**YOUR GOAL**
Your task is to give the data again, exactly, with every line intact.

**GIVEN RECORDS**
========================

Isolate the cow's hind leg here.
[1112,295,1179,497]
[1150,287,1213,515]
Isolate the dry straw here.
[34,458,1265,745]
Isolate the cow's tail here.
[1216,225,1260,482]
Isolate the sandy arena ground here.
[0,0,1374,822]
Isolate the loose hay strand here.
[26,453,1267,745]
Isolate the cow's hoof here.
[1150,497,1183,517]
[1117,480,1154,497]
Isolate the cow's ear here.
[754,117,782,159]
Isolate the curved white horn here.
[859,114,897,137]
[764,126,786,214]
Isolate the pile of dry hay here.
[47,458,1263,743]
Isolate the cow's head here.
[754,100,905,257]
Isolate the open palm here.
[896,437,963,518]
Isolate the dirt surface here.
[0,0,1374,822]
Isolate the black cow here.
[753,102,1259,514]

========================

**EXERCISE SOLUTION**
Isolate the cow's hind leg here.
[1112,295,1179,497]
[1150,287,1213,515]
Isolate the dry straw here.
[34,458,1265,745]
Isolate the cow's tail here.
[1216,225,1260,482]
Isolate the sandy arena ground here.
[0,0,1374,822]
Isolate the loose hay strand here.
[26,453,1267,745]
Isolate the cow's hoof here.
[1150,497,1183,517]
[1117,480,1154,497]
Isolate the cow's ear here.
[754,117,782,159]
Isolate the curved white horn here.
[859,114,897,137]
[764,126,786,214]
Isolate the pile of dry hay here.
[47,458,1263,743]
Isolate the cow's head here.
[754,100,905,257]
Isolate the open palm here.
[896,437,963,518]
Isolate the dirt surface here.
[0,0,1374,822]
Isolate the black cow here.
[753,102,1259,514]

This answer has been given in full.